── Provided data ──
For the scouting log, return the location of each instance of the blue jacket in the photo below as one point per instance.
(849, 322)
───
── Provided data ──
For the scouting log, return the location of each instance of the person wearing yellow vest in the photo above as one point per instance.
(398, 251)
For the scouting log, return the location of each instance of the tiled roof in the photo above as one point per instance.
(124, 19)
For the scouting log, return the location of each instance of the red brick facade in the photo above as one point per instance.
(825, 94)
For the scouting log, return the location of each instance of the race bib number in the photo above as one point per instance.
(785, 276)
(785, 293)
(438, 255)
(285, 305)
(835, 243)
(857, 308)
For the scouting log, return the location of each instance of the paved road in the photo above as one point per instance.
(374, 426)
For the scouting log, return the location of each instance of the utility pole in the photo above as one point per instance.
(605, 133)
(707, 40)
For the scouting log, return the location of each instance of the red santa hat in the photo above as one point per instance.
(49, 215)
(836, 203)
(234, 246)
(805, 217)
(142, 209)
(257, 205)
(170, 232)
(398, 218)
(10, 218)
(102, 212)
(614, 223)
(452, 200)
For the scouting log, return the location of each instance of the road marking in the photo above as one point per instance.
───
── Provided data ──
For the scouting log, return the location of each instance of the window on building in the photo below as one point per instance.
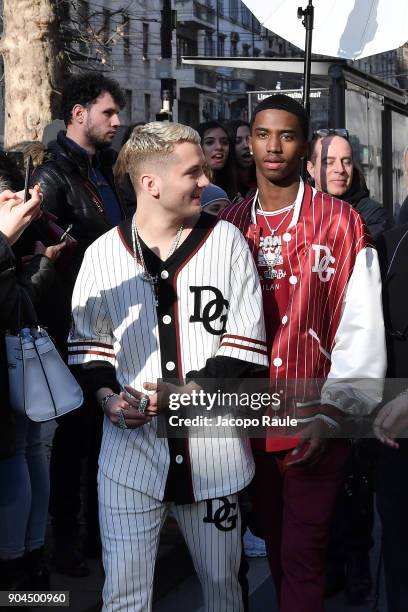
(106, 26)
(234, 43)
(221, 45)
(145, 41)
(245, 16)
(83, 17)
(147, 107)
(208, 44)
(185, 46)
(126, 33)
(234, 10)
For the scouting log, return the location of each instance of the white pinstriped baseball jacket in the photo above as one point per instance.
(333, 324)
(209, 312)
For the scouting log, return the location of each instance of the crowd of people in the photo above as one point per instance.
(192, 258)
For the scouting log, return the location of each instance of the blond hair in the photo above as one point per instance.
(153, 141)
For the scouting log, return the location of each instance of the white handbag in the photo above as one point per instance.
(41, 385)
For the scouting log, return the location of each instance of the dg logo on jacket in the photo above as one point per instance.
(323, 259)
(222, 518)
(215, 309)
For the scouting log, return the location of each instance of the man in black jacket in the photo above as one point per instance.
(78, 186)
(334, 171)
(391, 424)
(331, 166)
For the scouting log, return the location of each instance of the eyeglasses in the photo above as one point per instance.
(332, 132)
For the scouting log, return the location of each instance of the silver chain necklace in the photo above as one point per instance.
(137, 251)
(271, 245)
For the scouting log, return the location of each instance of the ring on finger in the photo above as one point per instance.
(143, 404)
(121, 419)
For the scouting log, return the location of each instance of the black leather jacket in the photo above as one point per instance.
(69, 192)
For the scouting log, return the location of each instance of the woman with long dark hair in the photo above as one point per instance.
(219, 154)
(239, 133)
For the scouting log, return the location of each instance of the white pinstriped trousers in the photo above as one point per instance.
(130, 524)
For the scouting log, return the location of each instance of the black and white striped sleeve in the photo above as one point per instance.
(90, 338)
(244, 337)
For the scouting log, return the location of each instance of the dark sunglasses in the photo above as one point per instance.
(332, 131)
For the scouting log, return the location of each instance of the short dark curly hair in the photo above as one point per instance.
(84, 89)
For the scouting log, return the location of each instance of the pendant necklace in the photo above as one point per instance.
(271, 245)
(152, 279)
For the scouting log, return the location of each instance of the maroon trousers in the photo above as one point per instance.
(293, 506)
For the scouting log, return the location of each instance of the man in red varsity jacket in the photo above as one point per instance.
───
● Exercise aim: Rescale the items starting at the line that contains "the red brick" and ending at the line that contains "of the road", both included, by repeating every line with the requests unchanged. Multiply each coordinate in the answers by 1.7 and round to whole numbers, with halves rounded up.

● Written response:
For the scouting log, return the location of each instance of the red brick facade in the photo above as one point per instance.
(1403, 160)
For the scouting log, return the location of each instance of the race bib number in the photo above as one point per instance.
(1335, 469)
(1335, 498)
(745, 434)
(485, 519)
(1420, 413)
(1457, 524)
For the scouting log, return the location of each instance of the paved road in the photo above as one point per instance.
(636, 724)
For the scouting log, return the location of each instance of the utility pole in the photo above as one point per instance.
(1029, 226)
(1202, 68)
For the scouting log, return the location of each instance of the red santa hat in the photo above as one point per instance.
(83, 366)
(1421, 345)
(398, 418)
(1369, 369)
(241, 355)
(437, 349)
(289, 394)
(677, 371)
(17, 371)
(173, 360)
(1044, 379)
(768, 340)
For the scouting log, return the location of each instance of the road marking in the photo above as one point per instance.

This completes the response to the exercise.